(Position identification records)
↓↓↓
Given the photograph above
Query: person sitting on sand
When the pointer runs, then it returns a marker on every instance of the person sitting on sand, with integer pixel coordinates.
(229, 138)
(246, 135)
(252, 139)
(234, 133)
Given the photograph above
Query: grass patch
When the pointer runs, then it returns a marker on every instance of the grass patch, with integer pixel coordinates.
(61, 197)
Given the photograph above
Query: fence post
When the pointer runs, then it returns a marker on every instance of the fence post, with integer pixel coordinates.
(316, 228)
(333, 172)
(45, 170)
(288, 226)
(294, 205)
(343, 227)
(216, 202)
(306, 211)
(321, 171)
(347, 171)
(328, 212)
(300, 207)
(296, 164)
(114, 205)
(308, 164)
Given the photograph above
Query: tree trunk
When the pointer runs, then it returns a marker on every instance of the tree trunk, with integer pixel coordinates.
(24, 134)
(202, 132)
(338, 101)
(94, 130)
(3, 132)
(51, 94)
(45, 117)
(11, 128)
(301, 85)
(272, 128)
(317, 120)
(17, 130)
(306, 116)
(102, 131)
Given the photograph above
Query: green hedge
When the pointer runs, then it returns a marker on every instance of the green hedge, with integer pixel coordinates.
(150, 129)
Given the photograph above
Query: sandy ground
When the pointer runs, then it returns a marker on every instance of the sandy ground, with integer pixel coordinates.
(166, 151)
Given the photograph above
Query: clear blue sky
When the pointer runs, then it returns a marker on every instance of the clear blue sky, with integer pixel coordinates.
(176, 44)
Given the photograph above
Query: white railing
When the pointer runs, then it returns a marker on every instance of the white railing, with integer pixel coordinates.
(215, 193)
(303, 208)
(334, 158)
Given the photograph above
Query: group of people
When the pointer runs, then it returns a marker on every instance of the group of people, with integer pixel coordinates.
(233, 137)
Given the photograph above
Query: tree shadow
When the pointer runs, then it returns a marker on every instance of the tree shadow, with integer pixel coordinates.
↑↑↑
_EXERCISE REQUIREMENTS_
Report how many lines of the records above contain the string "clear", with case counting. Give only the number.

_FULL RESPONSE_
2